• _GIVEN REQUEST_: Reproduce every line of the data below verbatim, leaving out the pictures.
:: DATASET ::
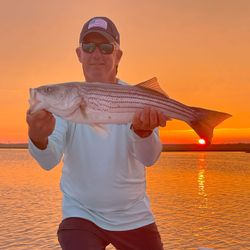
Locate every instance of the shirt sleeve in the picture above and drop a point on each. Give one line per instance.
(51, 156)
(146, 150)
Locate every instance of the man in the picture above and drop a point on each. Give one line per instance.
(103, 178)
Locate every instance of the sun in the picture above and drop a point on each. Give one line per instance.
(202, 141)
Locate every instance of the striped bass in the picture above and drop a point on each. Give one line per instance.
(102, 103)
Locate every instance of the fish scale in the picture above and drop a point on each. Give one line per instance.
(102, 103)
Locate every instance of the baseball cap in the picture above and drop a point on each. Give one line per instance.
(103, 26)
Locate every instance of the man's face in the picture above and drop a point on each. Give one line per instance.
(98, 67)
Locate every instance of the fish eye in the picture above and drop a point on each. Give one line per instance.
(49, 89)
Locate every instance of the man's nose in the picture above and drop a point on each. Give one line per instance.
(97, 52)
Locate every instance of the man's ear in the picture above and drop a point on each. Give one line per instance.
(79, 54)
(118, 55)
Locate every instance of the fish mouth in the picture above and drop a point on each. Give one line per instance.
(35, 104)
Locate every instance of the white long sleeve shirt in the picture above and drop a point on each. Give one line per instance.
(103, 177)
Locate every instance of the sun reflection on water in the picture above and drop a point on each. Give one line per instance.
(202, 180)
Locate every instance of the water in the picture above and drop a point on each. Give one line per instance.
(200, 199)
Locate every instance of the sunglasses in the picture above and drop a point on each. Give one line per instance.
(105, 48)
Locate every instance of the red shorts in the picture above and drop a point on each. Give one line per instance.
(80, 234)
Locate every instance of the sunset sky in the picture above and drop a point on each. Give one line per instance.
(198, 49)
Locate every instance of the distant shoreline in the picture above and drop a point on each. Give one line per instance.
(237, 147)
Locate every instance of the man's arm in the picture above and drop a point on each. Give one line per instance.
(46, 138)
(146, 143)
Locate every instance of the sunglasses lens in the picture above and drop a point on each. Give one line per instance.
(106, 48)
(88, 47)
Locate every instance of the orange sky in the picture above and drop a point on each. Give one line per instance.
(199, 50)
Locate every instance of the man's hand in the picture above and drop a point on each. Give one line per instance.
(146, 120)
(41, 125)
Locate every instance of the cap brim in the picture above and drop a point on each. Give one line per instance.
(101, 32)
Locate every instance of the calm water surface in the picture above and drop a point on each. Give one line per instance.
(200, 199)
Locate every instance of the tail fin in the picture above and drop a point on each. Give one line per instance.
(206, 121)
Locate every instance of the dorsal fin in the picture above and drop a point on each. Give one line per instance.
(152, 84)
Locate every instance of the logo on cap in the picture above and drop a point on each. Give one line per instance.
(99, 23)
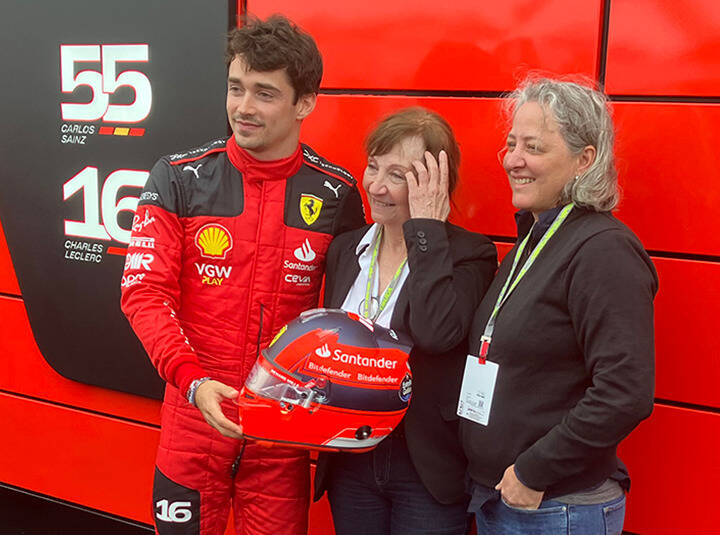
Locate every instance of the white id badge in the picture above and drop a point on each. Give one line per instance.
(477, 390)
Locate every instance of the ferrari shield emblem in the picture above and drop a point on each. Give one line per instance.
(310, 206)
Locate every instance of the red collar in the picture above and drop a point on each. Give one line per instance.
(254, 169)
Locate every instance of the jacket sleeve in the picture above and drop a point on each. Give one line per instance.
(446, 283)
(150, 293)
(610, 284)
(351, 213)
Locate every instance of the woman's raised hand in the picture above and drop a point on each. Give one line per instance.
(428, 188)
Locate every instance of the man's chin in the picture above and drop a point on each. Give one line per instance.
(247, 143)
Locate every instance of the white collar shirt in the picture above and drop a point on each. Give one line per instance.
(355, 298)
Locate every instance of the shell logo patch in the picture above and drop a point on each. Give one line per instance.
(213, 240)
(310, 207)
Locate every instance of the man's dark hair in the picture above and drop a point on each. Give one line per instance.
(277, 43)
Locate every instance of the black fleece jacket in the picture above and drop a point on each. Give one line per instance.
(575, 348)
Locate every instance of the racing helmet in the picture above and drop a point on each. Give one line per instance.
(329, 380)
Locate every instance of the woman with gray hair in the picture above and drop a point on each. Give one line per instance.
(562, 354)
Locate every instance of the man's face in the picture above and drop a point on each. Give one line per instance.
(262, 115)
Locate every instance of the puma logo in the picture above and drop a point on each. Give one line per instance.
(193, 169)
(334, 190)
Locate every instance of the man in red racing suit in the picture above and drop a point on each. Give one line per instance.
(228, 244)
:::
• _THE SOLUTION_:
Locate every instance of the shirt sleeve in the picture above and drop a point on each. Give one line per instance.
(51, 156)
(146, 150)
Locate every instance of the man in the picture above and drop a point on each. Give one line per instance.
(103, 178)
Locate every instance of the sun in the picture above and drop a point on each. Give one line per instance.
(202, 141)
Locate every instance of the striped bass in the picture above and drop a point on each. Give one line per instance.
(102, 103)
Locate every instance of the fish scale in the picture above and drop a point on each. Give one line per instance.
(102, 103)
Locate every instance of the baseball cap in the picture above and drop a point on each. Give one line per instance.
(103, 26)
Locate every instance of the man's face in the picture above and drop a point on each. Give one line per instance.
(98, 67)
Locate every instance of the fish eye in the picture above and drop a point on each. Give one line per instance.
(49, 89)
Locate every instance of the man's nose in the picture above and drop a point on each. Give one line per instance.
(97, 52)
Locate every instance of the man's ear in the picture above and drop a point on each. Give one line per instance.
(79, 54)
(118, 55)
Locate every instance of the fish mouth in the picture above and drop a point on each. Give one line per instance.
(35, 104)
Locate every instance of the white long sleeve shirt in the picture above and drop a point on each. Give one line per instance.
(103, 177)
Locate every instance of the sun reflection on water in the picture above and drop a point on each. Give one line per instance.
(202, 180)
Locate every instance of the water in the picture above and drop a point on each. Give one line per instance.
(200, 199)
Locate every instance of the sunglasses in the picture above and drop a point on each. Give one line per instance.
(105, 48)
Locate every instance of the red shorts in the picture above and drop a point on each. Give one line per instance.
(80, 234)
Locate every instance of the sunset sky in the picture above and drop a point on each. Give one line per instance.
(198, 49)
Locate every instance of the distant shoreline in the picture above and drop a point on each. Give one line per instance.
(237, 147)
Locate every instance of the man's arm in the picture above and drop a point on each. Give one line per instance.
(46, 138)
(146, 143)
Locate every instance of the sunglasses lens in the picture above and drop a point on each. Give one line per instance.
(106, 48)
(88, 47)
Locate every instance of the orange sky in the picture above and drop a point on each. Give one line per instance.
(199, 50)
Locate every instance of the man's hand in the picture above and drop a point on each. Give one line per instance.
(146, 120)
(41, 125)
Locate every instance of the cap brim in the picture above and drop a point on each. Give one line per instance.
(101, 32)
Locate every instance of the calm water surface in the picture above and drop a point on each. Give one line per instance.
(200, 199)
Locate every instance of the tail fin in the picture above and drop a point on each. Give one line per instance.
(206, 121)
Locate every instance of the dorsal fin in the picture above and drop a point on each. Give one line per instance.
(152, 84)
Locate every instance of the logo on cap in the picture above and drop a point on each. Give one line per instance.
(99, 23)
Locate every instance of the white id badge in the picture above and drop a point on each. Give one line per instance.
(477, 390)
Locate every instance of the ferrari shield emblem in the picture above and drop a point on each. Give one line per instance.
(310, 206)
Locate every instance of the red collar in the picture above and drop a point on each. Give one line per instance.
(254, 169)
Locate every instance of the jacket sleeve in the picture above and drop a point on each. Give one line per instance.
(446, 283)
(150, 293)
(610, 284)
(351, 213)
Locate every instance of the woman's raised hand in the picture above and drop a point on each. Give one line per instance.
(428, 188)
Locate every instance of the man's chin in the picture above and drop a point on each. Give one line per instance.
(247, 143)
Locate every instance of the white collar shirt in the picture above and drop a point on each. Give one line per instance.
(355, 298)
Locate every instance of the shell logo patch in the picture above and drop a point on each. Give one line per instance.
(213, 240)
(310, 207)
Locate every instance of the man's dark hair in the picture above and drop a point on each. Give one line per instance.
(277, 43)
Locate every instance of the black fleece jacket in the picture above and drop a point on each. Give one line per instance.
(575, 348)
Locate every instance of the racing helmet in the picture above and drop a point on each. Give one line per instance.
(329, 380)
Locate every instance of the woman with gray hair in the picture above and drop a point on each. Give one line per instance.
(562, 354)
Locate every instance of the man's face in the picture above and drop a point on each. Give one line per instance.
(262, 115)
Locate every instance of the puma logo in the picture above and drop a point on each. Give one line per instance.
(193, 169)
(334, 190)
Locate every instance of the man in red racing suit in the picture above and drop a point on each. Give one line per instance.
(228, 244)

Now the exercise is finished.